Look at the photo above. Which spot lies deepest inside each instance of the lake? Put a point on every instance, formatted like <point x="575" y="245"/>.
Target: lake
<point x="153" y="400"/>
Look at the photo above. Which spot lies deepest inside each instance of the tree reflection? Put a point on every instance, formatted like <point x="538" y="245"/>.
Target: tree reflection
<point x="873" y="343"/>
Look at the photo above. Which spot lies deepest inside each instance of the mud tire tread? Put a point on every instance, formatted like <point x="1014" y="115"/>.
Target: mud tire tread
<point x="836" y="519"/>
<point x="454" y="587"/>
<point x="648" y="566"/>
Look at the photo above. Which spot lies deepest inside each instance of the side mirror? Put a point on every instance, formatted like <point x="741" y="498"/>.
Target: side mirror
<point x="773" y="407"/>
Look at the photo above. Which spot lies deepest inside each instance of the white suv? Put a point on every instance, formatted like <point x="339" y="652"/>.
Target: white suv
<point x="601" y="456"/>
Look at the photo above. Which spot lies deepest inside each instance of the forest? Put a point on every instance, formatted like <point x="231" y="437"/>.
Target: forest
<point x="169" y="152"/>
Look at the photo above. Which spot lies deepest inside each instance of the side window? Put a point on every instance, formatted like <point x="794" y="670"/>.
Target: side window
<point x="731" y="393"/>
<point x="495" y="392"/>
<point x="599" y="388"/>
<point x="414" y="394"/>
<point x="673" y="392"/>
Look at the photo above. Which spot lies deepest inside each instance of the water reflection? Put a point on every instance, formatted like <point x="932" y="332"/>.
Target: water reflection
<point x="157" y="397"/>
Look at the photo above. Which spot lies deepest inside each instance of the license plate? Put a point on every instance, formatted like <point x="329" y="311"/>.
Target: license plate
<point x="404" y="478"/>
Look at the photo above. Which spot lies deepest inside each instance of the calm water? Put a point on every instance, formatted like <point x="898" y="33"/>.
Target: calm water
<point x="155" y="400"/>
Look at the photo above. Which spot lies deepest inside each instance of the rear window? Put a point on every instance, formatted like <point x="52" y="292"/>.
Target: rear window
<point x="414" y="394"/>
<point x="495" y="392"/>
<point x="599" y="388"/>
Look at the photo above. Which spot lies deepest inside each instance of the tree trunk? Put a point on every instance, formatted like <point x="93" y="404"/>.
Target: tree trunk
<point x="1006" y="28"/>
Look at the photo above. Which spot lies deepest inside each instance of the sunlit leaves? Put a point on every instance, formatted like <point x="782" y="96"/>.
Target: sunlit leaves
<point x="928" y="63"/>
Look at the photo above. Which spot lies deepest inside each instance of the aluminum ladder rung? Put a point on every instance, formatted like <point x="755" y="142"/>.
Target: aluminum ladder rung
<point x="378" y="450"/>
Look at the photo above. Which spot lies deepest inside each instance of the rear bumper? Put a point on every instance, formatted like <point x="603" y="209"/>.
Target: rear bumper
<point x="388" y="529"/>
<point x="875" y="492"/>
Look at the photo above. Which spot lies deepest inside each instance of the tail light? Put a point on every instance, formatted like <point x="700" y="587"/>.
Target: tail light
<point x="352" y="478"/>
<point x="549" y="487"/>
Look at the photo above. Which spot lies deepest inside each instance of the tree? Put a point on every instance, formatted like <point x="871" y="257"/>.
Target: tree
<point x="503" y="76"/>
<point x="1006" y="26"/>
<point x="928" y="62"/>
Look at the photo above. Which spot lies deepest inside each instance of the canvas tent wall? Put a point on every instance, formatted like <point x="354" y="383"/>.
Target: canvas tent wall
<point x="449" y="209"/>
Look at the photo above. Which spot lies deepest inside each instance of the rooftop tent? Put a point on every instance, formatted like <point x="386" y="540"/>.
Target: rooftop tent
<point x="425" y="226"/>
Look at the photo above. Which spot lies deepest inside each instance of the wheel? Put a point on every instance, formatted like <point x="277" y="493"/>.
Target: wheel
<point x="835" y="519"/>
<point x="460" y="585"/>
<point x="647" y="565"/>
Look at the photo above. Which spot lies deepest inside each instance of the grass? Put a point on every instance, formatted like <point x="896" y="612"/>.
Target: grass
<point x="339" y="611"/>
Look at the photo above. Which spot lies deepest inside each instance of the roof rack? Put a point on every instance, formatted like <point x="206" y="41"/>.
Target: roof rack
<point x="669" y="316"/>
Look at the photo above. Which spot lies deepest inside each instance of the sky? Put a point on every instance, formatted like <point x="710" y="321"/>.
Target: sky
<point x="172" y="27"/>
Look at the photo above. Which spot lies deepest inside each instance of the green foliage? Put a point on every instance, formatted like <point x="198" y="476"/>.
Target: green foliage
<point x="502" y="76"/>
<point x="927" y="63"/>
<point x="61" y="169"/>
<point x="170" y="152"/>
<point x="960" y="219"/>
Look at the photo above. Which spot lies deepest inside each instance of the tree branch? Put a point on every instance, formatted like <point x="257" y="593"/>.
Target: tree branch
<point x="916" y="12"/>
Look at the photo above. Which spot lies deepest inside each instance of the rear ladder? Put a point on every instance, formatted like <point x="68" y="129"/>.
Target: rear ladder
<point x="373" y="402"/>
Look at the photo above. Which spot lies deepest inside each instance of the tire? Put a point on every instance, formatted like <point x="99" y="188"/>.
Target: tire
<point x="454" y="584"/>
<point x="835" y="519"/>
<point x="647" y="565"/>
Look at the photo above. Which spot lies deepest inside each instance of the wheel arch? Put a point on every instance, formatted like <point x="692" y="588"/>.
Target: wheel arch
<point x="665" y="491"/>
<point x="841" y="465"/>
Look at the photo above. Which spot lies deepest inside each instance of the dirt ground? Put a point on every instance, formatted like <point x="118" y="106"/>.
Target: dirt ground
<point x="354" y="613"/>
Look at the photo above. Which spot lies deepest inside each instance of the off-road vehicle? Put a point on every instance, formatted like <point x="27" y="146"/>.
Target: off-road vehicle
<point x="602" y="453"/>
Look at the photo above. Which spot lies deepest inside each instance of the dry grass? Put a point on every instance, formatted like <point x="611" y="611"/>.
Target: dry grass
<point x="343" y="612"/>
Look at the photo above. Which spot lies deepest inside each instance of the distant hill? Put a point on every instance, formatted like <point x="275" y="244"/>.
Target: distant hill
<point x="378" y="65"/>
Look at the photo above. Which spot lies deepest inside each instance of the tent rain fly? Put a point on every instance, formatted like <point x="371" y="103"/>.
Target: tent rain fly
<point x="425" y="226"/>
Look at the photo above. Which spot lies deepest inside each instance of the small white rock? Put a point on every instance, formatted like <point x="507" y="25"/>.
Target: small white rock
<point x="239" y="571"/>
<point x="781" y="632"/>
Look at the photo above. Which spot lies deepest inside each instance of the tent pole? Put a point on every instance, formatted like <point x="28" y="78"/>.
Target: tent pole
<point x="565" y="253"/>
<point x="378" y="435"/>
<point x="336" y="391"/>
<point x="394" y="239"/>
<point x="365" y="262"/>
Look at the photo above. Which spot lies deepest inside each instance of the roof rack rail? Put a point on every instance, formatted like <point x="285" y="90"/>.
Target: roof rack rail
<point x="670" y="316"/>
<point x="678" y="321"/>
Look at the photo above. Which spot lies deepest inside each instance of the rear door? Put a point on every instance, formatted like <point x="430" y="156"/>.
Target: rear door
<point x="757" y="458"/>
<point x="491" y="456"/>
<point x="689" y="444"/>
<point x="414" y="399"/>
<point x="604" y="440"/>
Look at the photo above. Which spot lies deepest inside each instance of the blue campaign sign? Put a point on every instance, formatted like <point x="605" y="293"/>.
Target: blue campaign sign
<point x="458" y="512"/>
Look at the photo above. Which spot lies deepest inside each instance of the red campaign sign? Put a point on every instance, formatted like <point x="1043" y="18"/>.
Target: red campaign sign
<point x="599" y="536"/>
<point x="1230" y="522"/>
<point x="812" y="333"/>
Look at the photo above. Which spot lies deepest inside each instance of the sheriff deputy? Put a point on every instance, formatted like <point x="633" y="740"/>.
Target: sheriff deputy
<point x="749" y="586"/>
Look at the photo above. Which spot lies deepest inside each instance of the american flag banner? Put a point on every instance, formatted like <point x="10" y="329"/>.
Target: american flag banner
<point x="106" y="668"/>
☆ ☆ ☆
▸ **GOAL OF THE EXERCISE**
Copy the material above word for word, taking the first line, the line containing "the tree reflection?", and every line between them, and nothing else.

▸ **SOLUTION TO THIS EXERCISE**
Look at the photo above. Which spot lies deepest inside each instance of the lake? Put a point on every instance, formatted like <point x="575" y="245"/>.
Target: lake
<point x="153" y="400"/>
Look at the photo above. Which spot lies deepest inside each instance of the tree reflection? Put a point on every instance, formatted like <point x="538" y="245"/>.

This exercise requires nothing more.